--- begin Material to process ---

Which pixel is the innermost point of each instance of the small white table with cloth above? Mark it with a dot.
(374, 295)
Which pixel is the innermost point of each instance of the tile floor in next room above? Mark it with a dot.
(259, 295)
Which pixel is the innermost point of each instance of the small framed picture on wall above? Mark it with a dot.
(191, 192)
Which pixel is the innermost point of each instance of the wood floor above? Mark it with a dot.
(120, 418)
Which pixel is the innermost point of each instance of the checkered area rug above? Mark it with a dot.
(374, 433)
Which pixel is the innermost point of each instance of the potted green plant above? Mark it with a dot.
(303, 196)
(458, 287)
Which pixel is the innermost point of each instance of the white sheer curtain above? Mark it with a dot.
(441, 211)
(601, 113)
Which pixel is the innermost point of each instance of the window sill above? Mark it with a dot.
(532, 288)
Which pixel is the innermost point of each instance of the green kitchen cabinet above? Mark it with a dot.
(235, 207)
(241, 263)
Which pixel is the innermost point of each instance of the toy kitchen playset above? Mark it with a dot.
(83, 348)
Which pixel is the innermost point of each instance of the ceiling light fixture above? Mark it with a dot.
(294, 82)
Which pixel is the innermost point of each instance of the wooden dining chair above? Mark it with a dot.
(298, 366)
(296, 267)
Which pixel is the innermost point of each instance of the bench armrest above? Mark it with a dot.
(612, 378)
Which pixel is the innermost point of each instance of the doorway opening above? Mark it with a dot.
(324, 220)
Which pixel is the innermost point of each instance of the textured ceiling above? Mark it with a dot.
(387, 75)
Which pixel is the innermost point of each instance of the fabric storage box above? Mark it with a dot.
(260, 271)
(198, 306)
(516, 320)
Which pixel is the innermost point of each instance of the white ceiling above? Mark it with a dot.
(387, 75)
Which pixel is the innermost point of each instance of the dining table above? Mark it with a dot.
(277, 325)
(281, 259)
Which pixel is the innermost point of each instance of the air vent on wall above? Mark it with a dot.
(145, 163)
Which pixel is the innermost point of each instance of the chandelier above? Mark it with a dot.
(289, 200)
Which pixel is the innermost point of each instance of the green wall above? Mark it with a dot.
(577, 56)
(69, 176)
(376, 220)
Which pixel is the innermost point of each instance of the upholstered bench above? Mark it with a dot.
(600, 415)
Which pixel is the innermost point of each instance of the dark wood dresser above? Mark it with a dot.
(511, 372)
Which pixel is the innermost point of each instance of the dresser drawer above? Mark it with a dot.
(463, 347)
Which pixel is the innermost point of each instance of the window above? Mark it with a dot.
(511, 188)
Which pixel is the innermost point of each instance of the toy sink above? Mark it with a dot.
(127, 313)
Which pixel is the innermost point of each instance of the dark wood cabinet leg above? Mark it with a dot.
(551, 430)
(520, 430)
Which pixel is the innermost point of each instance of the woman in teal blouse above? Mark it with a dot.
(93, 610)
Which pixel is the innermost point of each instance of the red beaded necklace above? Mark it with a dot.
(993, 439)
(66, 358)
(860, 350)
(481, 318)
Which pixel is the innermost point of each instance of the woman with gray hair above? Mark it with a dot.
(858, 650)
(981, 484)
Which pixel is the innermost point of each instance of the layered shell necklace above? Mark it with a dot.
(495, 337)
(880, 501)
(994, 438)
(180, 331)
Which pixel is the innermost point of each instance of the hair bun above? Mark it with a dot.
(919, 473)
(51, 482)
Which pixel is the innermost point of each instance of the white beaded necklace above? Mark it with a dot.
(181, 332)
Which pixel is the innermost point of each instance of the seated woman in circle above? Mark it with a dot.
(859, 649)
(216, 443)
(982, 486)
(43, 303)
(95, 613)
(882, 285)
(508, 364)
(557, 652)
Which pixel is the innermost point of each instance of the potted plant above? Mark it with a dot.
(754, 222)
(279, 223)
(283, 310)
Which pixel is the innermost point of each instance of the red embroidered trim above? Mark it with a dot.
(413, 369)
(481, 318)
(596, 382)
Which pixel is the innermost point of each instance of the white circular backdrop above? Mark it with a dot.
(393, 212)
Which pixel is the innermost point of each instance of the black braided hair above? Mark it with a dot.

--- end Material to process ---

All of the material above needs to be retyped word for word.

## Result for this exercise
Which pixel is the innermost point of each instance of the small white table with cloth above? Mark it with a dot.
(374, 295)
Which pixel is the innermost point of each instance of the tile floor in next room above? Mark it with a dot.
(259, 295)
Which pixel is the innermost point of each instance of the small framed picture on wall above? Mark it with a dot.
(191, 192)
Which pixel is the innermost point of each instance of the wood floor above? Mark it with a dot.
(120, 418)
Which pixel is the innermost point of each instance of the checkered area rug above? Mark it with a dot.
(374, 433)
Which pixel is the innermost point of each instance of the potted green plant above? Mark it with a dot.
(303, 196)
(458, 287)
Which pixel is the innermost point of each instance of the white sheer curtain above? Mark it with a dot.
(441, 211)
(601, 113)
Which pixel is the innermost point of each instance of the window sill above? Mark it with a dot.
(532, 288)
Which pixel is the innermost point of each instance of the green kitchen cabinet above? Mark it with a dot.
(235, 207)
(241, 263)
Which pixel is the innermost point of each instance of the toy kitchen playset above? Mark it with a dot.
(83, 348)
Which pixel is the innermost point of each instance of the ceiling light fixture above? Mark it with a dot.
(294, 82)
Which pixel is the innermost point of each instance of the wooden dining chair above? Mark it with a dot.
(298, 366)
(296, 267)
Which pixel is the innermost point of each instance of the bench armrest above? Mark it with a dot.
(612, 378)
Which pixel is the innermost point of each instance of the doorway opening above? Mark it with a dot.
(324, 220)
Which pixel is the innermost point of each instance of the textured ceiling above? Mark it with a dot.
(387, 75)
Which pixel is the innermost point of each instance of the fabric storage box above? Mark it with a dot.
(260, 271)
(198, 306)
(516, 320)
Which pixel is the innermost point of each instance of the white ceiling above? Mark it with a dot.
(387, 75)
Which pixel is the innermost point of each instance of the dining table above? Mark it with a dot.
(277, 325)
(281, 259)
Which pixel is the innermost point of each instance of the air vent on wall above? Mark it with a dot.
(145, 163)
Which pixel is the innermost point of each instance of the chandelier above? Mark it with a dot.
(289, 200)
Which pixel is the innermost point of each instance of the green wall above? Mark it with a dot.
(577, 56)
(69, 176)
(376, 220)
Which pixel is the innermost point of each instance of the upholstered bench above? Mark it with a dot.
(600, 415)
Which pixel is the innermost point of each instance of the dark wood dresser above? Mark it with a dot.
(511, 372)
Which pixel is the innermost point of each instance of the dresser drawer above? Mark it with a dot.
(463, 347)
Which pixel is the innermost point of each instance of the window above? Mark it with a dot.
(511, 188)
Which pixel is the innermost point of each instance of the toy sink above? Mark it with a dot.
(127, 313)
Which pixel is the innermost point of each instance of the dark wood cabinet leg above? Mark it with a dot.
(551, 430)
(520, 430)
Which pixel is the innermost point of each instance of the woman in teal blouse above? Mark it with a dot.
(93, 610)
Which pixel is the innermost point of each instance of the red beaded necklace above? Mark it with a dot.
(993, 439)
(66, 358)
(860, 350)
(481, 318)
Which pixel is the innermost point of each instance of the woman with gray hair above? Mark it with a dot.
(858, 650)
(981, 484)
Which pixel is the innermost point of each instance of the layered shell necklace above? Mark it with a dot.
(495, 337)
(880, 501)
(994, 438)
(180, 331)
Which pixel is the innermost point of each instance of the hair bun above? Mark it with a dot.
(919, 473)
(51, 482)
Which pixel is the innermost point of each instance of the white beaded necklace above? Mark it with a dot.
(181, 332)
Which pixel is the innermost point of each instance of the seated woman in circle above? Mark it with a dot.
(859, 649)
(216, 443)
(982, 486)
(43, 303)
(95, 613)
(882, 285)
(508, 364)
(557, 652)
Which pixel is the innermost point of each instance of the potted plant above? Mark it with a dot.
(754, 222)
(279, 223)
(283, 310)
Which pixel is the innermost point of each instance of the red embroidered trim above? Mark it with a dot.
(413, 369)
(481, 318)
(596, 382)
Which pixel is the innermost point of each instance of the white circular backdrop above? Mark it with a dot.
(393, 212)
Which pixel is the innermost point of each instance of the black braided hair above? Mark it with a dot.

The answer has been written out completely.